## Short problem a
Convert every line of the listing that follows the text into a JSON array of strings, one string per line, and leave out any blank lines.

** Start of Text shown **

Global Language and World Culture
Thoughts about travelling

Thoughts about travelling

Quotes about travelling
Meditations on travelling

Thoughts about travelling

Nothing can be compared to the new life that the discovery of another country provides for a thoughtful person. Although I am still the same I believe to have changed to the bones.
Johann Wolfgang von Goethe, Italian Journey

The traveler, however virginal and enthusiastic, does not enjoy an unbroken ecstasy. He has periods of gloom, periods when he asks himself the object of all these exertions, and puts the question whether or not he is really experiencing pleasure. At such times he suspects that he is not seeing the right things, that the characteristic, the right aspects of these strange scenes are escaping him. He looks forward dully to the days of his holiday yet to pass, and wonders how he will dispose of them. He is disgusted because his money is not more, his command of the language so slight, and his capacity for enjoyment so limited.
Arnold Bennett

This book is nothing more than a pilgrim’s journey towards the sanctuary of stupidity, he is not in good company, which is why he listens to the advice of the wise men of the past and a bit of rebellious and melancholy music. The pitfalls are many, but he is not afraid, he is not a venerator, nor even a flatterer, on the contrary, he is a destroyer.
Carl William Brown

Tourism, a female phenomenon (or of unfeminined males): evasion, but above all digression and dispersion, spreading one’s interests (rather than concentrating them) and therefore being reduced to having no real ones. A tactile-motor stimulus, capable of producing numbness or dizziness that continues even after the occasion has ceased. Another way, perhaps, of “alienating”, of dispossessing oneself.

** End of Text shown **

## Short problem b
Name each person who is credited beneath a passage in the text about travelling.

** Start of Material for this task **

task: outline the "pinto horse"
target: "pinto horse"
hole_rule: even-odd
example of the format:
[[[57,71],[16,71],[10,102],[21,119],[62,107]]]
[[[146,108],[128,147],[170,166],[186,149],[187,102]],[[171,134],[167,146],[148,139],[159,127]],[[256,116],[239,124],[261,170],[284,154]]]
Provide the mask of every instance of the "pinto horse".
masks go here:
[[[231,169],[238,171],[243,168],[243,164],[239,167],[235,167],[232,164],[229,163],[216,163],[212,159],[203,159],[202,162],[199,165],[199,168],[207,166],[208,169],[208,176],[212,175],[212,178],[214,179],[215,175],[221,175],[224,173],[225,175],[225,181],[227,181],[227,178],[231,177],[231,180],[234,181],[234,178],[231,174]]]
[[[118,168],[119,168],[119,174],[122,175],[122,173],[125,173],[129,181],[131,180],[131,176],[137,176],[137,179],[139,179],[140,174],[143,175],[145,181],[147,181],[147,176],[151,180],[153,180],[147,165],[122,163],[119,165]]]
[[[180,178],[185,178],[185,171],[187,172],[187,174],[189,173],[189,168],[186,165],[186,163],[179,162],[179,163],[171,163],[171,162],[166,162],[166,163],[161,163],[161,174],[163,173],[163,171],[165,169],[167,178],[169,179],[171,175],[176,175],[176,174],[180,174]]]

** End of Material for this task **

## Exercise answer a
[
  "task: outline the \"pinto horse\"",
  "target: \"pinto horse\"",
  "hole_rule: even-odd",
  "example of the format:",
  "[[[57,71],[16,71],[10,102],[21,119],[62,107]]]",
  "[[[146,108],[128,147],[170,166],[186,149],[187,102]],[[171,134],[167,146],[148,139],[159,127]],[[256,116],[239,124],[261,170],[284,154]]]",
  "Provide the mask of every instance of the \"pinto horse\".",
  "masks go here:",
  "[[[231,169],[238,171],[243,168],[243,164],[239,167],[235,167],[232,164],[229,163],[216,163],[212,159],[203,159],[202,162],[199,165],[199,168],[207,166],[208,169],[208,176],[212,175],[212,178],[214,179],[215,175],[221,175],[224,173],[225,175],[225,181],[227,181],[227,178],[231,177],[231,180],[234,181],[234,178],[231,174]]]",
  "[[[118,168],[119,168],[119,174],[122,175],[122,173],[125,173],[129,181],[131,180],[131,176],[137,176],[137,179],[139,179],[140,174],[143,175],[145,181],[147,181],[147,176],[151,180],[153,180],[147,165],[122,163],[119,165]]]",
  "[[[180,178],[185,178],[185,171],[187,172],[187,174],[189,173],[189,168],[186,165],[186,163],[179,162],[179,163],[171,163],[171,162],[166,162],[166,163],[161,163],[161,174],[163,173],[163,171],[165,169],[167,178],[169,179],[171,175],[176,175],[176,174],[180,174]]]"
]

## Exercise answer b
Johann Wolfgang von Goethe
Arnold Bennett
Carl William Brown